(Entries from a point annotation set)
□ □ □ □ □ □ □

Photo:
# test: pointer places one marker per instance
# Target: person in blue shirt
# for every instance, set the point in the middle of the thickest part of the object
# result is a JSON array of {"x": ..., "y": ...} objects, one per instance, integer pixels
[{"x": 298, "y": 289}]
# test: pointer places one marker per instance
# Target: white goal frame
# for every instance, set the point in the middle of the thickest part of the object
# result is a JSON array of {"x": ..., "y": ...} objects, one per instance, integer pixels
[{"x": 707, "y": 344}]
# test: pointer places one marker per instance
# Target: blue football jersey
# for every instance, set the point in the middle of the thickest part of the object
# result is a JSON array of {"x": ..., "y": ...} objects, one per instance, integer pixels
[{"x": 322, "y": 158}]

□ □ □ □ □ □ □

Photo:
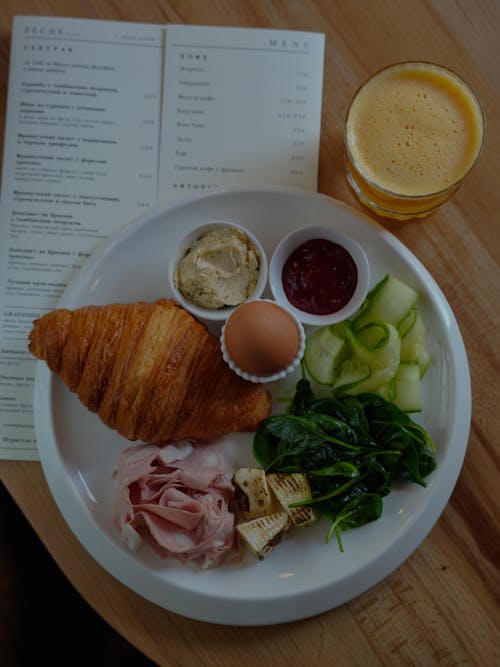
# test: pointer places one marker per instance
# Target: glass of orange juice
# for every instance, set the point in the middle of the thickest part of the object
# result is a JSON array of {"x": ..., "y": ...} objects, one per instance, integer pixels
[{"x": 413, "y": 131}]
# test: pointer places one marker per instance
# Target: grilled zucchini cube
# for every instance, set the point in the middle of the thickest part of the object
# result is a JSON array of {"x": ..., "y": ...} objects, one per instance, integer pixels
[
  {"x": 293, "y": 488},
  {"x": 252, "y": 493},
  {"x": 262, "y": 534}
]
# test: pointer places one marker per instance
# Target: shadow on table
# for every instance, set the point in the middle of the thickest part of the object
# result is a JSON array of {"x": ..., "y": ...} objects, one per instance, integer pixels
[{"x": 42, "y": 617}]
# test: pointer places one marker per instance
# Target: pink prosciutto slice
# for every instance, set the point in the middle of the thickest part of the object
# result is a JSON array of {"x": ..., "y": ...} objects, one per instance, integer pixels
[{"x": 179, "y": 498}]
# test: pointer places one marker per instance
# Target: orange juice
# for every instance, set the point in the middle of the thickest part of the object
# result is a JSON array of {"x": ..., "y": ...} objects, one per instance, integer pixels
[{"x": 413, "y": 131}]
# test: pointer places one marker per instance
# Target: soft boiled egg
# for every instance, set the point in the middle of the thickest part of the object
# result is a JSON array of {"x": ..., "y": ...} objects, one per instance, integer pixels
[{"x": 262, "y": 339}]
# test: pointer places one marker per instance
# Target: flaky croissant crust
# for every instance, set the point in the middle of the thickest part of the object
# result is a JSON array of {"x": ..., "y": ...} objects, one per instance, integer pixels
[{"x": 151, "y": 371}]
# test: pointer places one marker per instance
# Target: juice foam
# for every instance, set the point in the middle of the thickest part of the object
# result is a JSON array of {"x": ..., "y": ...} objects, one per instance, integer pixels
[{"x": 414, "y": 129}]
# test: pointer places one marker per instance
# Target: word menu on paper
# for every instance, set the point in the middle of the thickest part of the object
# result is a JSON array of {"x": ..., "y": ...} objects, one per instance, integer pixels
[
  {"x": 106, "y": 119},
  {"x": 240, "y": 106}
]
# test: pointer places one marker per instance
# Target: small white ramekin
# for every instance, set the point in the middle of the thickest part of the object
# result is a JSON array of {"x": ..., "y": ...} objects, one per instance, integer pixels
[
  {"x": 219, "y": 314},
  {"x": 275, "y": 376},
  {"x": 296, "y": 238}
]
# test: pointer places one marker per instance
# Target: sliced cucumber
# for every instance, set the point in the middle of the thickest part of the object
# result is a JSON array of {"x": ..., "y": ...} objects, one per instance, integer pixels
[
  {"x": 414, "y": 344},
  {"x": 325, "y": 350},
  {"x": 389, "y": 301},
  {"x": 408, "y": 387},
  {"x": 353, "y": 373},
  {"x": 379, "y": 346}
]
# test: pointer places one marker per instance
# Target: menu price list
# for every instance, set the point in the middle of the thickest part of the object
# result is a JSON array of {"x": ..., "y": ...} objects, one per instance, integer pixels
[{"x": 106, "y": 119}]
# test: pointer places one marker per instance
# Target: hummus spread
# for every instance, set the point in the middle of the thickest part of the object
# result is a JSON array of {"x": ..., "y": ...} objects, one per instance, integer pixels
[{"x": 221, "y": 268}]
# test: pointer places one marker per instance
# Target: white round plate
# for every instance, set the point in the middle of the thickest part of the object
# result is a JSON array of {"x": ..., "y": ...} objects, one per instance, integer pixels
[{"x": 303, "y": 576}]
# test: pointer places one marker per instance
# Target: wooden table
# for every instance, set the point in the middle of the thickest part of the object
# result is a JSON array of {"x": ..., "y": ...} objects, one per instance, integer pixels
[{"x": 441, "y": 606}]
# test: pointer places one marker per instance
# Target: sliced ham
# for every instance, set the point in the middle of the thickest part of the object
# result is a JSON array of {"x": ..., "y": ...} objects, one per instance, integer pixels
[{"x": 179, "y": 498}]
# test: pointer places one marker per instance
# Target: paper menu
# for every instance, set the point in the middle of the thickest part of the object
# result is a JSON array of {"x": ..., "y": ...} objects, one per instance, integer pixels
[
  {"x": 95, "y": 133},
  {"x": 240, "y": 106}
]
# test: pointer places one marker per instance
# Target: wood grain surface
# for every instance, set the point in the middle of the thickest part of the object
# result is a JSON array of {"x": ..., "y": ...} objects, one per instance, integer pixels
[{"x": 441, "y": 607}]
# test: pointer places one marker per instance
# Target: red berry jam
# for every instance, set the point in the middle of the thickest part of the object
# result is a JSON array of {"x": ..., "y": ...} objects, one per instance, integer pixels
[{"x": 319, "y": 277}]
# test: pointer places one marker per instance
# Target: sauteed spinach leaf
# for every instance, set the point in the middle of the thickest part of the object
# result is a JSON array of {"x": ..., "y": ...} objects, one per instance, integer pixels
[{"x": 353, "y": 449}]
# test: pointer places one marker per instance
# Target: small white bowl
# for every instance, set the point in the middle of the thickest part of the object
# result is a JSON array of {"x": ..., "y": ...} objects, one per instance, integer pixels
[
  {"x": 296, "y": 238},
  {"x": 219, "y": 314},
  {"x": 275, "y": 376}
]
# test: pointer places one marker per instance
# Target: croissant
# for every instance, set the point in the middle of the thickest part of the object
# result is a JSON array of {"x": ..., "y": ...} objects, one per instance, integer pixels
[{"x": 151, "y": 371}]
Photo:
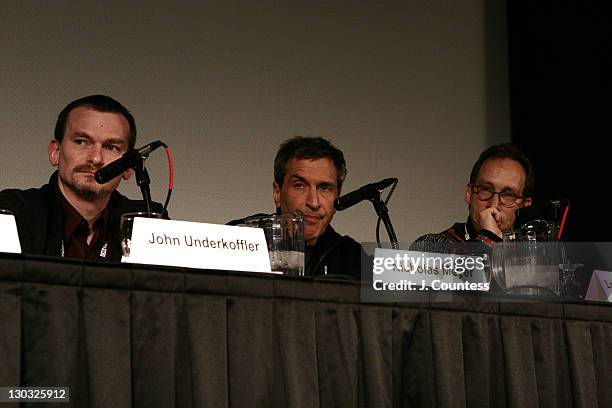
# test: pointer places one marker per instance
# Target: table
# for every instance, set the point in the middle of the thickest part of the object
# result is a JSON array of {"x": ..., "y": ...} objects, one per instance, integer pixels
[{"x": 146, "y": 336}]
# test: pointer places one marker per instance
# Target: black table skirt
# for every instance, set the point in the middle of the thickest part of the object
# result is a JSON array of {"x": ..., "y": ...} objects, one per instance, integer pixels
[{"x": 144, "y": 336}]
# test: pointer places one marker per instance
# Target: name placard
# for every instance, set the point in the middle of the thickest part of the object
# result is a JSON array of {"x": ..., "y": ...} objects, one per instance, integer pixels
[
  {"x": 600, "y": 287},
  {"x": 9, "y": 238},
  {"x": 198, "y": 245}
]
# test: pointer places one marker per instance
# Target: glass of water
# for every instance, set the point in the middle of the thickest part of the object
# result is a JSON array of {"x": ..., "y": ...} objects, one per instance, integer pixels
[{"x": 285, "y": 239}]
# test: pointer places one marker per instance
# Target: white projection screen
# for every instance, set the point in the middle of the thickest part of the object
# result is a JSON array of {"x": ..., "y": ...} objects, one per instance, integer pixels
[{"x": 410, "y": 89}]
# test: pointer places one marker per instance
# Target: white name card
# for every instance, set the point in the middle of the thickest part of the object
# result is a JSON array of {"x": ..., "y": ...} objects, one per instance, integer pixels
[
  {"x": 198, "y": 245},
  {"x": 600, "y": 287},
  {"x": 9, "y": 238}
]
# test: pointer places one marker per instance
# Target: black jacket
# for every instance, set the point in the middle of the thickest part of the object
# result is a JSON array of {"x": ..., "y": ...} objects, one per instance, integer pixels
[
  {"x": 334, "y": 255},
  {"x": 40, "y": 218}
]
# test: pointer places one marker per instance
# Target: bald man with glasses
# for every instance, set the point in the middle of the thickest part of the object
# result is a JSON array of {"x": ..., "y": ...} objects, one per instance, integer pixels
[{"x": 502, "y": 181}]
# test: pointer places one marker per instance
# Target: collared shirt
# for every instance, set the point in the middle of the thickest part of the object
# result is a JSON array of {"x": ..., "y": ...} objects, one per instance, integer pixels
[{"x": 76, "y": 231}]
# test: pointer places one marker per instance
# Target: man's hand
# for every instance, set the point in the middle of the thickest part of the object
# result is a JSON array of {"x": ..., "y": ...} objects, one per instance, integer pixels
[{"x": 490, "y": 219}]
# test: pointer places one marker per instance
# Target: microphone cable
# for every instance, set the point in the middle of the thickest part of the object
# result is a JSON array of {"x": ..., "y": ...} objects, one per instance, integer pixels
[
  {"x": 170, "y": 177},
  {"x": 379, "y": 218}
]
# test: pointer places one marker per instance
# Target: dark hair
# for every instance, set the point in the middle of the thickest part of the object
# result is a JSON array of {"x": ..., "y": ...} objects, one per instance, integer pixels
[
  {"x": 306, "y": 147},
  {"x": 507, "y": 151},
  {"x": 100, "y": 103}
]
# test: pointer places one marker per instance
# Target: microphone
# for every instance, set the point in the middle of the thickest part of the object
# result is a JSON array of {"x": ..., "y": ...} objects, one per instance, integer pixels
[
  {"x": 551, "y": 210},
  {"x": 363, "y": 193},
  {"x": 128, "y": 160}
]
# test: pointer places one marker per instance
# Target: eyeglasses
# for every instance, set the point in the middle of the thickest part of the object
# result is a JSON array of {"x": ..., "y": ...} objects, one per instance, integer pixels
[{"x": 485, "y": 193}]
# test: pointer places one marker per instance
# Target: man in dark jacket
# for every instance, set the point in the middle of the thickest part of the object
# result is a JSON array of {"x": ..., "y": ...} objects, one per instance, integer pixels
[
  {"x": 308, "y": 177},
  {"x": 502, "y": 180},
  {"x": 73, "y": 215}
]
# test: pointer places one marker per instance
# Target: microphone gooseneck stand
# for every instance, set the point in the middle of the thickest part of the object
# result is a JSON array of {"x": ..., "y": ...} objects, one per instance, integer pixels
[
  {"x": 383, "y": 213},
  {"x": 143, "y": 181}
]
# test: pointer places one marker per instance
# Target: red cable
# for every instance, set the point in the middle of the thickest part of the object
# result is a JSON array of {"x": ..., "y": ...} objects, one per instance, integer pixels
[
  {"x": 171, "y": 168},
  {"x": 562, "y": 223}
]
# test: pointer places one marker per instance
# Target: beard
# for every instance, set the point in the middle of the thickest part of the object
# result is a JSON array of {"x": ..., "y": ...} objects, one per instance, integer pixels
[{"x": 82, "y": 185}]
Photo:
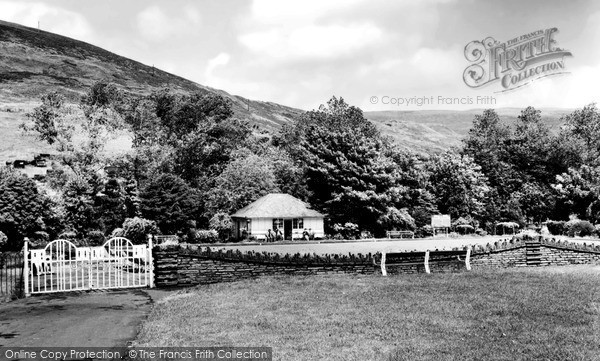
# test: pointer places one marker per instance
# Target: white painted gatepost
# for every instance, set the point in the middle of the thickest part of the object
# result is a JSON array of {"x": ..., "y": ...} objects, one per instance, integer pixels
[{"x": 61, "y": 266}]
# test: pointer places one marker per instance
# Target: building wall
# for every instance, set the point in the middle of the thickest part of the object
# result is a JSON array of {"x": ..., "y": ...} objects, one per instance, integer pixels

□ □ □ □ □ □ □

**EXERCISE DETAILS:** Count the lines in the data above that contain the string "table", treating case as significant, and give only the number.

**REPLY TO THE TASK:** 4